# ACTIONS TO TAKE:
#1 According to the article on double jeopardy in Nigeria, what did the young boy find buried near Mama Bisola's farm?
#2 Pick up the article on double jeopardy in Nigeria after its last sentence and carry it forward.

# EXTRACT PROVIDED:

In ijebu-ode town somewhere in Ogun state, where the harmattan wind sang through rustling mango trees and the rhythm of life echoed in pounding pestles and distant laughter, justice was a sacred thing. The elders said that once the talking drum of justice sounded its final beat, silence must follow, not just from the accuser, but from the land itself.
But for Mama Bisola, silence never came. Her son, Jide, was murdered on the eve of his wedding, his blood staining the red earth behind the family’s cassava farm. The entire village mourned. A suspect, Adewale — Jide’s childhood friend was brought to court, and after months of trial, he was discharged and acquitted. Lack of evidence, the court said. And so, the drums were silenced.
But two years later, as the village prepared for the Ojude Oba Festival, a young boy playing under a tree close to mama Bisola’s farm found something buried: Jide’s missing phone — still holding a final voice note. In it, Jide whispered Adewale’s name with his dying breath.
The news swept through Ogun state like wildfire. Rage returned. So did grief. But the law had spoken. Adewale could not be tried again — not for the same crime.
Mama Bisola went to the elders. She went to the police. She went to God.
But everywhere she turned, she met the same answer: “Double jeopardy. The matter is closed.”
Yet in the market square, whispers stirred. In the church, silence grew heavy. And in the heart of the nation, a question rose like dust in the harmattan:
Should justice end with the first verdict — even when truth digs itself from the ground?
When new evidence surfaces after a verdict, should the law remain silent? Should justice be denied?
Find out in this article…
INTRODUCTION
In jurisprudence, double jeopardy is a procedural defense that prevents an accused person from being tried again on the same (or similar) charges following an acquittal or conviction . Double jeopardy evolved from ancient prohibitions against repeated trials and punishments to a fundamental criminal justice principle protecting individual liberty, firmly established in common law by the post-medieval period and constitutionally enshrined in the U.S. and other legal systems
This article critically examines the doctrine of double jeopardy in Nigeria, questioning whether the strict finality of criminal trials always serves the end to justice. With advances in forensic technology and recurring cases of wrongful acquittals, this piece examines the feasibility and necessity of reform, while weighing individual rights against the pursuit of truth.
This brings us to the question, what exactly is double jeopardy and why does it matter in the Nigeria justice system?

# DATA ENTRIES:
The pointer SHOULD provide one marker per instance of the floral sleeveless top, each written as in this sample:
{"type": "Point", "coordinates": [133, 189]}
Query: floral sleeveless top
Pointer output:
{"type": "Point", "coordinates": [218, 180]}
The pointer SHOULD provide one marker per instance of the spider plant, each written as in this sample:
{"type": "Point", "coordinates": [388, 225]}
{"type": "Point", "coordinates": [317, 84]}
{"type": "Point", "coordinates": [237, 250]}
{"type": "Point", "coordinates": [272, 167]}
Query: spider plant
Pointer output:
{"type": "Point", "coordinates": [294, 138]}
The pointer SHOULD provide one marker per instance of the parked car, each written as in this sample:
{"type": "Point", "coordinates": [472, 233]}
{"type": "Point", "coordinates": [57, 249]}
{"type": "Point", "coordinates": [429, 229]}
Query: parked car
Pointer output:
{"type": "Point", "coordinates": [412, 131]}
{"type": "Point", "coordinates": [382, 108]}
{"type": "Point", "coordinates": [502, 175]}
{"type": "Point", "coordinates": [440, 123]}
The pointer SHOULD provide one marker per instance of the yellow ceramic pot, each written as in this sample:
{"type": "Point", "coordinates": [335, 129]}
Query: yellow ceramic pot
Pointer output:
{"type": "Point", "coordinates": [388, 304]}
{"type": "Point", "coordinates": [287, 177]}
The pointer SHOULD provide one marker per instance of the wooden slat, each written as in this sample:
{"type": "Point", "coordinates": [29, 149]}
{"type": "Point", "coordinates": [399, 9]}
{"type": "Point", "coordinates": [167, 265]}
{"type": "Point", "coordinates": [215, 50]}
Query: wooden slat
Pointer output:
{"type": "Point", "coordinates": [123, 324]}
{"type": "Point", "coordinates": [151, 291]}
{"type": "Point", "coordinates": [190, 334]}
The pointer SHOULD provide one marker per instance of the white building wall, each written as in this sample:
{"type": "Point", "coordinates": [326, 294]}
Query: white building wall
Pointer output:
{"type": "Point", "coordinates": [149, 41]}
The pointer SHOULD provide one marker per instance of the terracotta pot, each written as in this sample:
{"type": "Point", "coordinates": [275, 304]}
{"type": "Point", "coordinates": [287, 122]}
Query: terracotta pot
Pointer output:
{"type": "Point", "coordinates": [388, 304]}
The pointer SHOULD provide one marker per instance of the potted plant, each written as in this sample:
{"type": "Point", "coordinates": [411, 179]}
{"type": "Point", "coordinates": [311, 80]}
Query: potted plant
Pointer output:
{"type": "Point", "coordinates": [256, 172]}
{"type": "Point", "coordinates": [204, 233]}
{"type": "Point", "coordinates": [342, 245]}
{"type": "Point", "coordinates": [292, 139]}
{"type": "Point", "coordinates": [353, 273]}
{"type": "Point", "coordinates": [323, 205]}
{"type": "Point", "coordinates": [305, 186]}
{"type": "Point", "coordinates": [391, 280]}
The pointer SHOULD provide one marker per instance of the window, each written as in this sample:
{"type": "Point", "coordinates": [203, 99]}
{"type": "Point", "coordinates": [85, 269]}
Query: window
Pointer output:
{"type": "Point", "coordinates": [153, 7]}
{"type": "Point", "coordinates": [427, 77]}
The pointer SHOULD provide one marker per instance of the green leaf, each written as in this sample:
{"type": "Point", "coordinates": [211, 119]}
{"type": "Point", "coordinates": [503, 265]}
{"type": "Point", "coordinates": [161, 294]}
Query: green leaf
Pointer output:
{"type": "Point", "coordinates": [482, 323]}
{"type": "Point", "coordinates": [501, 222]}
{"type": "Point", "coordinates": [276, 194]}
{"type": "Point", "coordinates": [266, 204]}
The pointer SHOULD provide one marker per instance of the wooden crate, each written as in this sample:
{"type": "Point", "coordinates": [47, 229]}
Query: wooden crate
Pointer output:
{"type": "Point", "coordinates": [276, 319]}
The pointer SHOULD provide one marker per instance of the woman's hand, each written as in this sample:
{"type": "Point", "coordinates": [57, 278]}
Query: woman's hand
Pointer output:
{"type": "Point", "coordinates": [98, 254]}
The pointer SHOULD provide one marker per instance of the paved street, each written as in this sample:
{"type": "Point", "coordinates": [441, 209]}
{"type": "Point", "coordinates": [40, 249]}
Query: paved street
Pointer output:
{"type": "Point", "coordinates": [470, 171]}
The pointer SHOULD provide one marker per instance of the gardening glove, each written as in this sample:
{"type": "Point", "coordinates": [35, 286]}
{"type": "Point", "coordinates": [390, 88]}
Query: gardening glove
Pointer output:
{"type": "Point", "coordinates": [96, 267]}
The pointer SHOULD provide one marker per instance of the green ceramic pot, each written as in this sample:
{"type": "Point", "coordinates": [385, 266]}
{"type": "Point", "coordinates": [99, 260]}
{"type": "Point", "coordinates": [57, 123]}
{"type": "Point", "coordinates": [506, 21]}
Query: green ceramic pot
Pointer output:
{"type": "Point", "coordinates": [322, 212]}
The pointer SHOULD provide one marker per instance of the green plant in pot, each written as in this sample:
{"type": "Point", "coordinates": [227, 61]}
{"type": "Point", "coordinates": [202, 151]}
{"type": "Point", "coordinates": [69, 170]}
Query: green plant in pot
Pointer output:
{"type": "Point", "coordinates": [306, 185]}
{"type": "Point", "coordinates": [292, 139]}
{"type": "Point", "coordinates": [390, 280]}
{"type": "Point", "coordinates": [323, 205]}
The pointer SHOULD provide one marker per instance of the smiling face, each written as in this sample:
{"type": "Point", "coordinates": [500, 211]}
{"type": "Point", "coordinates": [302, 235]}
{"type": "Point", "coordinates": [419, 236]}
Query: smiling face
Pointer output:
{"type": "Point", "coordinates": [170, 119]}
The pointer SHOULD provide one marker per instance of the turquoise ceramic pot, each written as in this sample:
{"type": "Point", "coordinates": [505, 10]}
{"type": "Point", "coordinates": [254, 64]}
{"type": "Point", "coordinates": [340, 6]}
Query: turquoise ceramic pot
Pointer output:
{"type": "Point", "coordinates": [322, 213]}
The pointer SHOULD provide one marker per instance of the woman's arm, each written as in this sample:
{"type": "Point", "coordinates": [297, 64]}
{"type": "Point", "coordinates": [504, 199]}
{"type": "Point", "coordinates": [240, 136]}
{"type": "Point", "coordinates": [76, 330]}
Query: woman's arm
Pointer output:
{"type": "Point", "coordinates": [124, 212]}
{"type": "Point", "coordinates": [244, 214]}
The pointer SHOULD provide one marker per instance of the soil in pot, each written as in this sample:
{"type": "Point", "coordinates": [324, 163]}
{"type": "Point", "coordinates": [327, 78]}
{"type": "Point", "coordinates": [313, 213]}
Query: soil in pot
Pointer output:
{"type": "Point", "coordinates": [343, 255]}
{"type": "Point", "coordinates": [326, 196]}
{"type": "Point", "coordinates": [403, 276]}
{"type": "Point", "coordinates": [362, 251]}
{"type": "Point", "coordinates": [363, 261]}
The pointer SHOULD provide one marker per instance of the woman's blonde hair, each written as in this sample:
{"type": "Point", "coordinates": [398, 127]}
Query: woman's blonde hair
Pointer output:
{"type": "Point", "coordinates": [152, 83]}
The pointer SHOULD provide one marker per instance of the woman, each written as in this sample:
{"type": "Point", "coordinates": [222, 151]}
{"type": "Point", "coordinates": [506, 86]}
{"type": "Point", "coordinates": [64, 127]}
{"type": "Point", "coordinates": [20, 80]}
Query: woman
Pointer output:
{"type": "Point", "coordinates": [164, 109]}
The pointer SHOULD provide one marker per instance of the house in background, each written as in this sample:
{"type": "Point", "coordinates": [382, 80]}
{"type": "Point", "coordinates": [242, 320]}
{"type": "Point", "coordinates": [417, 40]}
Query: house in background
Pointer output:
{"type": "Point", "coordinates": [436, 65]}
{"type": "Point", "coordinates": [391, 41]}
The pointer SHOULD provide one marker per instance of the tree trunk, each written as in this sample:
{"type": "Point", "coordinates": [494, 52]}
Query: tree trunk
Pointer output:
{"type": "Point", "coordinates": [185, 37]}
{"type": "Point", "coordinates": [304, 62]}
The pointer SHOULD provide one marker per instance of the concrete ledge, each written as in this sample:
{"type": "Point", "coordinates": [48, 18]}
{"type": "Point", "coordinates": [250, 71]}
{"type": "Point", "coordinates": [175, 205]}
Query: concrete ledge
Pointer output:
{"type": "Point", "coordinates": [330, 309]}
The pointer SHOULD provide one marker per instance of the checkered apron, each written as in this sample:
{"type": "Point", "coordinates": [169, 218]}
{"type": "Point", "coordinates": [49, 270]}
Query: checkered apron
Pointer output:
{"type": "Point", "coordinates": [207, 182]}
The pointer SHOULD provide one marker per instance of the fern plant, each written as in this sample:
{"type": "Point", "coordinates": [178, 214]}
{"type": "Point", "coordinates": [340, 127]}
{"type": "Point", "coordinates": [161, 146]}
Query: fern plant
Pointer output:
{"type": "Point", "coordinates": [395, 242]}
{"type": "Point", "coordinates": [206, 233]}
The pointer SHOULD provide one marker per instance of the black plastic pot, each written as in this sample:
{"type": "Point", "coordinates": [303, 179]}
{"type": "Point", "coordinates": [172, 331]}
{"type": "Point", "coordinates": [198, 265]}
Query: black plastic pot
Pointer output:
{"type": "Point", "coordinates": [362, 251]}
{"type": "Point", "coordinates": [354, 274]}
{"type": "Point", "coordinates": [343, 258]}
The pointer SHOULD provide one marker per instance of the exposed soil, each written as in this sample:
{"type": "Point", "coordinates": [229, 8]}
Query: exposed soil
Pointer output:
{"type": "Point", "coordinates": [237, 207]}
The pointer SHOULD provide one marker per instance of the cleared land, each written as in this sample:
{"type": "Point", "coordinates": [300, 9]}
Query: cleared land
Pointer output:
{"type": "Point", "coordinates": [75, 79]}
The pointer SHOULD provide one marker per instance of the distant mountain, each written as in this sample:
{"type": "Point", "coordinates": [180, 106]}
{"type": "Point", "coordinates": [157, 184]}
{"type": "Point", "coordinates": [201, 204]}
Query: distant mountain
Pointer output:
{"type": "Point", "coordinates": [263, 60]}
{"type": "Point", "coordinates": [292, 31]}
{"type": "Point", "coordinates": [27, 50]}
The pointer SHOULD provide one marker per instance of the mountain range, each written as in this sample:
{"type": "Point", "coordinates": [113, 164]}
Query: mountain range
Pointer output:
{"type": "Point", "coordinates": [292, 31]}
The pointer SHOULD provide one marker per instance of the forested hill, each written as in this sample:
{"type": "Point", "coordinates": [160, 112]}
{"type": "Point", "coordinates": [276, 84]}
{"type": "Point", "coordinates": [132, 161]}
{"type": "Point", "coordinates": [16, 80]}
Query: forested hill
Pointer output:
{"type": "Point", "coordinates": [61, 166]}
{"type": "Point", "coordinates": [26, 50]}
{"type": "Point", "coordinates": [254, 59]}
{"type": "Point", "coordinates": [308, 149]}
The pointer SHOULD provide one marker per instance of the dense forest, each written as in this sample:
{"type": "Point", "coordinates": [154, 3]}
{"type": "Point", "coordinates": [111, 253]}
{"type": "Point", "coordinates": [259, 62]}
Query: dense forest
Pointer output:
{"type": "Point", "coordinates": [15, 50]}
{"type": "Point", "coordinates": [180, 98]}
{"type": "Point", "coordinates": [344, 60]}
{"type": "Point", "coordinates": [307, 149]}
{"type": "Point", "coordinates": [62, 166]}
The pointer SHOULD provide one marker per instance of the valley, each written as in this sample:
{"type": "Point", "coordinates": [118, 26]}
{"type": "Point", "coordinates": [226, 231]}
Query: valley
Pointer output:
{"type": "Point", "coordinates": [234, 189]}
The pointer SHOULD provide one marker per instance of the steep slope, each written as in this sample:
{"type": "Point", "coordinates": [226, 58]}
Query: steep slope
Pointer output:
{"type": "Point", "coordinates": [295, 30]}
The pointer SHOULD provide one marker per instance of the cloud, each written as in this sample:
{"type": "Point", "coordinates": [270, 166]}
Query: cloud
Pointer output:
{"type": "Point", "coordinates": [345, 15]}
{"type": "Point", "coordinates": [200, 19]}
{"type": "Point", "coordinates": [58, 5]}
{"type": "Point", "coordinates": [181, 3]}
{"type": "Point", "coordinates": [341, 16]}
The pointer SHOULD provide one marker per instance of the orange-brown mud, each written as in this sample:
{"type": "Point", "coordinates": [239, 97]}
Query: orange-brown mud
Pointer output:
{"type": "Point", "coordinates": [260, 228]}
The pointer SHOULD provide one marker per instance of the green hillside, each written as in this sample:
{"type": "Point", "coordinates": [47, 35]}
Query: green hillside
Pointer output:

# PER-TASK ANSWERS:
#1 He found Jide's missing phone, which still held a final voice note.

#2
HISTORY OF DOUBLE JEOPARDY
The history of the double jeopardy principle is long and rooted in ancient legal traditions, evolving significantly over millennia. The principle can be traced back to the Code of Hammurabi (19th century BCE), where Law 5 prohibited judges from changing judgments once rendered, reflecting early recognition against repeated trials or punishments for the same case
During the early medieval period (5th-11th centuries), punishments for second convictions were severe, often death or mutilation, indicating a harsher approach before protections developed . The principle was influenced by medieval canon law, notably in the 12th century during the power struggles between King Henry II and Thomas à Becket, where canon law prohibited trying a person twice for the same offense .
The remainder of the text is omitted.